--- Start of MATERIAL SHOWN ---

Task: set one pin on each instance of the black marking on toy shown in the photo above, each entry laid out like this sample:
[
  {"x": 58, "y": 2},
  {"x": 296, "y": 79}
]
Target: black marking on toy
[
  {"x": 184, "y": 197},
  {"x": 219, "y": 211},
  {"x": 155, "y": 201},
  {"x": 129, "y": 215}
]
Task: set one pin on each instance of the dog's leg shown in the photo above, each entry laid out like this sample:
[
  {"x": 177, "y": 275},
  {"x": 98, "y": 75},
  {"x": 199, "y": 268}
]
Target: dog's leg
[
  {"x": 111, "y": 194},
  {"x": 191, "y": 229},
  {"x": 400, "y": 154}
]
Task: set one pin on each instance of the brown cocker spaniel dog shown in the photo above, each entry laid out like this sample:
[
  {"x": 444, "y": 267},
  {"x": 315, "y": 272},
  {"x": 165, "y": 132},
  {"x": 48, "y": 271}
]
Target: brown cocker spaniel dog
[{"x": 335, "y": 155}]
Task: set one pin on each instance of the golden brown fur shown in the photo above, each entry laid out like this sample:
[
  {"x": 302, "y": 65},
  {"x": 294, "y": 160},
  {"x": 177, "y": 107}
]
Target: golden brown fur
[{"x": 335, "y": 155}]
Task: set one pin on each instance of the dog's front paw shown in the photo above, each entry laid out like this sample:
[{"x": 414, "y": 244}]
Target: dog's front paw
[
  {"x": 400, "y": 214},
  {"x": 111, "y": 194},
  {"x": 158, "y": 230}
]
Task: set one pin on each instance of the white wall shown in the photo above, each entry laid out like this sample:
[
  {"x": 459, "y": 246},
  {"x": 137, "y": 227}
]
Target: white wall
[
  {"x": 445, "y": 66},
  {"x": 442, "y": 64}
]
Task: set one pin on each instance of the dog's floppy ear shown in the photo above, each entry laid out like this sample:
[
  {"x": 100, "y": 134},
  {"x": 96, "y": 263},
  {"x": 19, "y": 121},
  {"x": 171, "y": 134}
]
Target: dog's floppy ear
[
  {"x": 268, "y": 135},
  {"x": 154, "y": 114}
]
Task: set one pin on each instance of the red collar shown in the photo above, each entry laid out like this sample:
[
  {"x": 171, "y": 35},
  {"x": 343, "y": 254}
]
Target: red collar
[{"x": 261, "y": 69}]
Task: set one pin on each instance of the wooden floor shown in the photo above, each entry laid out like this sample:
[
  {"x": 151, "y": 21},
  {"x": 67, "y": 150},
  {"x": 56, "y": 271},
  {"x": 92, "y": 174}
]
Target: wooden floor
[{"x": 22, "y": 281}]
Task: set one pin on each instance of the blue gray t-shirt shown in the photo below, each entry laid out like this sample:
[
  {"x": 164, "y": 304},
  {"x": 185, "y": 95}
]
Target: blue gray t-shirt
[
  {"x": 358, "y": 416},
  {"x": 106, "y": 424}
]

--- End of MATERIAL SHOWN ---

• **GOAL OF THE EXERCISE**: Please extract exactly, and only, the lines from the line containing "Task: set one pin on each instance of the dog's front" through the last line of the records.

• **EXERCISE ANSWER**:
Task: set one pin on each instance of the dog's front paw shown in the photo above, each entry laid out like this sample:
[{"x": 414, "y": 244}]
Target: dog's front paw
[
  {"x": 400, "y": 214},
  {"x": 111, "y": 194},
  {"x": 158, "y": 230}
]
Task: set one pin on each instance of the white wall shown in the photo above, each entry laid out like this sample:
[
  {"x": 459, "y": 246},
  {"x": 137, "y": 227}
]
Target: white wall
[
  {"x": 445, "y": 66},
  {"x": 442, "y": 64}
]
Task: set one pin on each instance of the dog's floppy ear shown in the photo above, each entry laid out like this sample:
[
  {"x": 100, "y": 134},
  {"x": 96, "y": 263},
  {"x": 19, "y": 121},
  {"x": 171, "y": 134}
]
Target: dog's floppy ear
[
  {"x": 268, "y": 135},
  {"x": 154, "y": 114}
]
Task: set one pin on each instance of the red collar shown in the photo above, each entry laid out like this sample:
[
  {"x": 171, "y": 35},
  {"x": 343, "y": 254}
]
Target: red collar
[{"x": 261, "y": 69}]
Task: set one pin on each instance of the wooden floor shown in the photo above, each entry laid out like this sample:
[
  {"x": 151, "y": 21},
  {"x": 67, "y": 150},
  {"x": 56, "y": 271},
  {"x": 92, "y": 174}
]
Target: wooden floor
[{"x": 22, "y": 281}]
Task: set one pin on each instance of the blue gray t-shirt shown in the photo below, each entry laid out like this sample:
[
  {"x": 164, "y": 304},
  {"x": 185, "y": 95}
]
Target: blue gray t-shirt
[
  {"x": 358, "y": 416},
  {"x": 106, "y": 424}
]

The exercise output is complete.